** Given request 1 **
In the thread on slow Oracle queries, how large is the indexed data?
** Given request 2 **
From the thread on slow Oracle queries, copy out the passage from "The problem is" up to and including "up the application?".

** Text segment **
We've got an Oracle database in a Web application. Intermedia Text
queries are an important part of the usage and work fine.

The problem is that in order to generate a certain web page, we need
to perform a great number of intermedia queries (like 14 o 15). This
is part of the bussiness requirements and we cannot change it. So,
even if each individual query is not that slow (from 1 to 3 seconds)
the accumulation of them is quite fatal.

My question is: what steps should be done to speed up the application?

We've believe the application (sqls, etc...) is well designed. We
cache everything that is cachable (query results, etc..). Our hardware
is state-of-art Intel (dual processor, 1Gb ram, good hard disks).

The size of the indexed data is about 20Gb.

Apparently the bottlneck is IO (since CPU is not used 100%, and the
network is not the problem). We have thought in adding more RAM, but
since its a 32 bit server, the maximum would be 2Gb, and we are not
sure whether this would make any difference.

On the other hand we could buy more disks and try to spread the IO
access evenly, but this is also a limited option.

So, what can be done when the application is not fast enough??

Thanks,

-angel


So you can't change the application which infers that the application is
some sort of vender application. If so then call the vendor and bitch. Get
Tom Kyte's book Expert 1 on 1 Oracle. I would look up stored outlines and
see if there is something there. Additionally, I would call up the vendor
and complain. Poorly written application code is over 90% of the time the
reason the application performance and scalability are in the toilet. If
you can prove it then so much the better. (do they use bind variables, do
they parse once and execute many times, etc.)

You need to find your bottle neck (statspack is a good tool to help with
this) and then attach the problem that way. There is no way we can
reasonably tell you how to speed things up without a lot of detailed
information.
Jim
Jul 19 '05 #2
Jim Kennedy wrote:
"Angel Faus" <af***@corp.vlex.com> wrote in message
news:7a*************************@posting.google.co m...

** Record extracts **
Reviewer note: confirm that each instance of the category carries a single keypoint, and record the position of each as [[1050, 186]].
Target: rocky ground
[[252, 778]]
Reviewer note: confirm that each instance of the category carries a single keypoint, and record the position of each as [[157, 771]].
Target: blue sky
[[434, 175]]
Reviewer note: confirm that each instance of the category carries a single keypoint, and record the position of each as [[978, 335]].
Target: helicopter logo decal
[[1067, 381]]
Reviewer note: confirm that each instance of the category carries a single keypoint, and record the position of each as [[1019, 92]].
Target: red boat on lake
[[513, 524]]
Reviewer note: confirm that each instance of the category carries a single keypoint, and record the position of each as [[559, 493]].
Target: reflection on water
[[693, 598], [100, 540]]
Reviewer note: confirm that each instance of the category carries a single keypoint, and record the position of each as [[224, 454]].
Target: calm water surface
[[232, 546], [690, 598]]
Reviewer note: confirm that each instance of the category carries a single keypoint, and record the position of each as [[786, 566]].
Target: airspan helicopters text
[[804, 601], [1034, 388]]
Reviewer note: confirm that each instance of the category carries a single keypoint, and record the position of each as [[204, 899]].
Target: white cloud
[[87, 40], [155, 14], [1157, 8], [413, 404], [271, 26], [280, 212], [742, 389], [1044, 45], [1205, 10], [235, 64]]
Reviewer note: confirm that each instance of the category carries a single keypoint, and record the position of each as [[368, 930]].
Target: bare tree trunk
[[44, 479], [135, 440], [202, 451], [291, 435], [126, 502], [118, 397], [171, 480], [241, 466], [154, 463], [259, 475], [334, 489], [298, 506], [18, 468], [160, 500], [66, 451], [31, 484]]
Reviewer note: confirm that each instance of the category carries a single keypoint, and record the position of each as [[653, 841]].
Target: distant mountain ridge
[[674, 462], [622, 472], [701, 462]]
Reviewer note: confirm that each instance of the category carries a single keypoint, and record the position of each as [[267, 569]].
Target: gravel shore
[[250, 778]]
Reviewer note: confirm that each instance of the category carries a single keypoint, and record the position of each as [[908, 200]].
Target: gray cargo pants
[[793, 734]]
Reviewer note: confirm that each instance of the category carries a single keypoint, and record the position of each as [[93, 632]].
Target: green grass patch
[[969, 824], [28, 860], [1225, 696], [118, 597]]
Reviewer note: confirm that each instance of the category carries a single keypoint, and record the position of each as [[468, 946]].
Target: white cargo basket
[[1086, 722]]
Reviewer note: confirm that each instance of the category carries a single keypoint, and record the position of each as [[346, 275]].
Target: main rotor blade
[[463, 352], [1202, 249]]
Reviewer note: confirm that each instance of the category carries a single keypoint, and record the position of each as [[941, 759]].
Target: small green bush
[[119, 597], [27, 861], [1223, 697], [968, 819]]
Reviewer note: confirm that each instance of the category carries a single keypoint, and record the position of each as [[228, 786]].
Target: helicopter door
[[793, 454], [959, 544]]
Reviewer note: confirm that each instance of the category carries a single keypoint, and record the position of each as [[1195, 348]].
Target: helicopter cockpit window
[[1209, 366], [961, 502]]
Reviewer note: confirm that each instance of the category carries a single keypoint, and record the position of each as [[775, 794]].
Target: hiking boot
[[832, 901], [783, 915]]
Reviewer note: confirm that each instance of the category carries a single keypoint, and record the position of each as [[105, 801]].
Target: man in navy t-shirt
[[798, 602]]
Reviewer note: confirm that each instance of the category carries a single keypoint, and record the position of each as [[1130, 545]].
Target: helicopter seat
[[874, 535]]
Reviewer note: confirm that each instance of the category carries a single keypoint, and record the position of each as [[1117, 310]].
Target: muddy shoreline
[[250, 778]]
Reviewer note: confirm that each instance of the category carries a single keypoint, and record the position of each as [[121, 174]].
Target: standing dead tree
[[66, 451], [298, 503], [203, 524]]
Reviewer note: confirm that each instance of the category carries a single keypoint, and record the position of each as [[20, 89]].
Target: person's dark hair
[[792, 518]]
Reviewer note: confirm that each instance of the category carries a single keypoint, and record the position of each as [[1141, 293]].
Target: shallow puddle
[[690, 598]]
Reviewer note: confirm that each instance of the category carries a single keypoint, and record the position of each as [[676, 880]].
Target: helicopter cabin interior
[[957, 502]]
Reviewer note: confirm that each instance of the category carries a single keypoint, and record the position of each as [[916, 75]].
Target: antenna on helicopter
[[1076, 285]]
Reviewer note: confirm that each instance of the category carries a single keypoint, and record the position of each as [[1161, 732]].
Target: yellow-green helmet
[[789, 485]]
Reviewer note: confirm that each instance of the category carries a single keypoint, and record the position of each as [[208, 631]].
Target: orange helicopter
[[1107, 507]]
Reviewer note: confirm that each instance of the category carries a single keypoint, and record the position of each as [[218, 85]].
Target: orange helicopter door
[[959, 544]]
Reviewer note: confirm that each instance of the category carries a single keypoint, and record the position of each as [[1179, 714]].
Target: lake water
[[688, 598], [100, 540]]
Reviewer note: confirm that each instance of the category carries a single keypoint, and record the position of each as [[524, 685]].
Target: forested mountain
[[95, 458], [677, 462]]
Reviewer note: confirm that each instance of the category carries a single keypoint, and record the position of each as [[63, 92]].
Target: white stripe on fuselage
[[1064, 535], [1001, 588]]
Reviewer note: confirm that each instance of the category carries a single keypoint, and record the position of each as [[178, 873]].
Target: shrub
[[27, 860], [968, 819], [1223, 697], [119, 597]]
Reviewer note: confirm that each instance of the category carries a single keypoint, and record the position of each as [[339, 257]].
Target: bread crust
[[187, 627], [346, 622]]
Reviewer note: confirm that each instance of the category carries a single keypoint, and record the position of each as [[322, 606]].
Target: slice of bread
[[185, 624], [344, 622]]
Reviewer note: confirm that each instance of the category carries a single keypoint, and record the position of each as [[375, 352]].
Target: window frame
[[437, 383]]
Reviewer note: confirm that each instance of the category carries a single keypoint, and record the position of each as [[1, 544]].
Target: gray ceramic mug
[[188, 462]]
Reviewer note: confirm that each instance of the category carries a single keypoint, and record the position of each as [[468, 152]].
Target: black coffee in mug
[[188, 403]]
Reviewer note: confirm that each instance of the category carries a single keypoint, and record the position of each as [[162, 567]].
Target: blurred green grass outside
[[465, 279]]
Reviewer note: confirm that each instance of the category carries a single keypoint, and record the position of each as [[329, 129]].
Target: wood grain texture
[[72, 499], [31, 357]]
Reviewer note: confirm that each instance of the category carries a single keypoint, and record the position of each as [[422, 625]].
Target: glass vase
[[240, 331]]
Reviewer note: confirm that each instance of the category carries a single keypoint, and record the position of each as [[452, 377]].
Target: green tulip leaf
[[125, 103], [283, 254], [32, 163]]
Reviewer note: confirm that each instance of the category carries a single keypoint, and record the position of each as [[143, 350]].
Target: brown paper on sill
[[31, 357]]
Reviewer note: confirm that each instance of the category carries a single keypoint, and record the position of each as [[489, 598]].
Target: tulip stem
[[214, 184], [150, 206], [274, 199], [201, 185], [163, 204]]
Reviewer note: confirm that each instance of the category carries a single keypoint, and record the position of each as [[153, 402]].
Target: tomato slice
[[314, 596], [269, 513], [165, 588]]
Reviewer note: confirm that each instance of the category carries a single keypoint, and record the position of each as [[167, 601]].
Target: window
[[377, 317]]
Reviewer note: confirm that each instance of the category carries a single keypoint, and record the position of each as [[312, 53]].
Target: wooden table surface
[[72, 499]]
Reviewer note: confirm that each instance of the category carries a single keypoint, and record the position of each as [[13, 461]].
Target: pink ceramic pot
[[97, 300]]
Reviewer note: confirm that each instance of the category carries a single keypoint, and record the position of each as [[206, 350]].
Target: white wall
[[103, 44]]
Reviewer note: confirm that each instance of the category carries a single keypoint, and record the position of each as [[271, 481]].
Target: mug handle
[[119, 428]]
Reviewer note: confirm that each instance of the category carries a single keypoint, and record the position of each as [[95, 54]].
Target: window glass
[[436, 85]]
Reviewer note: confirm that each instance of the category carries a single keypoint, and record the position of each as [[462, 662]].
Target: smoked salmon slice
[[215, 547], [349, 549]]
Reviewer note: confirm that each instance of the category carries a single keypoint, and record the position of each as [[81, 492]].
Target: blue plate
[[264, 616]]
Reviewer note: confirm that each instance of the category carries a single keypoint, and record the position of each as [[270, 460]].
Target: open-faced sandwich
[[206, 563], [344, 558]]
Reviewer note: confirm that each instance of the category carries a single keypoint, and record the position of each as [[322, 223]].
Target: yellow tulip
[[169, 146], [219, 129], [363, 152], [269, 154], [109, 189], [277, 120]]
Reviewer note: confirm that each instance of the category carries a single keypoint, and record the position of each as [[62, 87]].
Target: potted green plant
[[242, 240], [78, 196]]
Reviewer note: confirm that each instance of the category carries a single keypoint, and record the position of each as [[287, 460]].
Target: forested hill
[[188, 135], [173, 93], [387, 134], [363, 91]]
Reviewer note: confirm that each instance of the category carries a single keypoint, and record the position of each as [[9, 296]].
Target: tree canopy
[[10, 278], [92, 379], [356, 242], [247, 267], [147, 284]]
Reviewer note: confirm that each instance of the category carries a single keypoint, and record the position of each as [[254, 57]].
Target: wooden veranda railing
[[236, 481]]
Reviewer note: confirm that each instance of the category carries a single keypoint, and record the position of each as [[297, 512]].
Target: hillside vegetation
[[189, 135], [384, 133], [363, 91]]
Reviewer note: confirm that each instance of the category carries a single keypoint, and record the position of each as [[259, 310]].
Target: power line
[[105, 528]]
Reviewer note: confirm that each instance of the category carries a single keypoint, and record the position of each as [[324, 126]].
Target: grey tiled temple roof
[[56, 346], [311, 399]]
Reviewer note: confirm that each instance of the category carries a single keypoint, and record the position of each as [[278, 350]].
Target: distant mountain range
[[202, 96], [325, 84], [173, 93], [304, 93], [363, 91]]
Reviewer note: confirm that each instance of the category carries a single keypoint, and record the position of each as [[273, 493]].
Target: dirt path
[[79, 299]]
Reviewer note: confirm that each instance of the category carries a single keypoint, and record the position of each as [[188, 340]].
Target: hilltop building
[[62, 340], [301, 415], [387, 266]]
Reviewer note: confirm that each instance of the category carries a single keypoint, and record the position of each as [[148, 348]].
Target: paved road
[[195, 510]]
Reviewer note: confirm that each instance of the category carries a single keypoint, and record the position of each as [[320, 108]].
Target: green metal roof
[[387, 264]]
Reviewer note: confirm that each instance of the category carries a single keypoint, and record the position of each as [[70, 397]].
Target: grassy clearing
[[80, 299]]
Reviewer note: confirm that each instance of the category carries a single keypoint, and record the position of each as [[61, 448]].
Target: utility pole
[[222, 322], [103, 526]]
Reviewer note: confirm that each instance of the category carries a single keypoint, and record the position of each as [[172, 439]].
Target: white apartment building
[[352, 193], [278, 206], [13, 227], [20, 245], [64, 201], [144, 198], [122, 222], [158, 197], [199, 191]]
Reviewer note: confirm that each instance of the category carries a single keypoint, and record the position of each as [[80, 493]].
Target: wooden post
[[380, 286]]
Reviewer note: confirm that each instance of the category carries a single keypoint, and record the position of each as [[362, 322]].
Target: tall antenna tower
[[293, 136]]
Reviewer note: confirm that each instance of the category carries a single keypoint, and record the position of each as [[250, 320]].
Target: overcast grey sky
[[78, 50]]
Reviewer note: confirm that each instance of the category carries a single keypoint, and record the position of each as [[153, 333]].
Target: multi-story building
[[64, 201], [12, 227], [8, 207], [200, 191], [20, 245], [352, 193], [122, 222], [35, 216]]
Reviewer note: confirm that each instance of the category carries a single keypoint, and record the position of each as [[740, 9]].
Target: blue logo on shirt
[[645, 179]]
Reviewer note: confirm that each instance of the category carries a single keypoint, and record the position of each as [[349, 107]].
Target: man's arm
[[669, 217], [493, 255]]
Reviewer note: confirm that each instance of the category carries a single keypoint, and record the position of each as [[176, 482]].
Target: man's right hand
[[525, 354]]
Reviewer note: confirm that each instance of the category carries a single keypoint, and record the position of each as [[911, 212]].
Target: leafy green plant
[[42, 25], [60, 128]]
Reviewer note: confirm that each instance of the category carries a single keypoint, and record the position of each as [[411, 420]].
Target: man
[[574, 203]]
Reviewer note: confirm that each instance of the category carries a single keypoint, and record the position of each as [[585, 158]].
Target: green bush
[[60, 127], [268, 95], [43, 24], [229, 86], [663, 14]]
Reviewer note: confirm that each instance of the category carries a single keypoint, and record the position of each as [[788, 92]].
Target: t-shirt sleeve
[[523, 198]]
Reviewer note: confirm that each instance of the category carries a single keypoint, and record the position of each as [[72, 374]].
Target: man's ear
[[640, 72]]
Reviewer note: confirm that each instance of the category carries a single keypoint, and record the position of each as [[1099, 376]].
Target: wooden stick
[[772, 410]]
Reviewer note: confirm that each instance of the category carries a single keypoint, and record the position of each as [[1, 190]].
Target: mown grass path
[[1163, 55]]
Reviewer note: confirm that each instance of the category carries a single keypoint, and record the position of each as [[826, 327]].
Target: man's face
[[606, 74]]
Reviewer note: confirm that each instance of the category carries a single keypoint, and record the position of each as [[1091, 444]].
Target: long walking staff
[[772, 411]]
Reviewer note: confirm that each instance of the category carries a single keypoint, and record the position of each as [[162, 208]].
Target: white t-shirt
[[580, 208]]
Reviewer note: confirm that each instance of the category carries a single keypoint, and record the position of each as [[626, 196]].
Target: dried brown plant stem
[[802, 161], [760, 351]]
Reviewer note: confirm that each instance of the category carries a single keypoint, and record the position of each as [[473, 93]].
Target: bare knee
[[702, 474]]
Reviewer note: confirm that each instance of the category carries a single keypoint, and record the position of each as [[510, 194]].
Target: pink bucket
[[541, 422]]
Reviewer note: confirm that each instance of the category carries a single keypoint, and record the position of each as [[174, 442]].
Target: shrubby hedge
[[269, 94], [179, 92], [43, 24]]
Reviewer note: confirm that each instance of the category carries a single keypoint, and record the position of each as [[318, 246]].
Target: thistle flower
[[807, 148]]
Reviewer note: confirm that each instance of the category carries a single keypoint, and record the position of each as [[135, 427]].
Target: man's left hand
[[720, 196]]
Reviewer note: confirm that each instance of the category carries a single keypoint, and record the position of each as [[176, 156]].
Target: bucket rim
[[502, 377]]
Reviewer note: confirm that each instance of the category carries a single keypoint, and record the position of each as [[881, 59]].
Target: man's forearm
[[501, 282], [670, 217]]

** Correct result 1 **
About 20Gb.

** Correct result 2 **
The problem is that in order to generate a certain web page, we need
to perform a great number of intermedia queries (like 14 o 15). This
is part of the bussiness requirements and we cannot change it. So,
even if each individual query is not that slow (from 1 to 3 seconds)
the accumulation of them is quite fatal.

My question is: what steps should be done to speed up the application?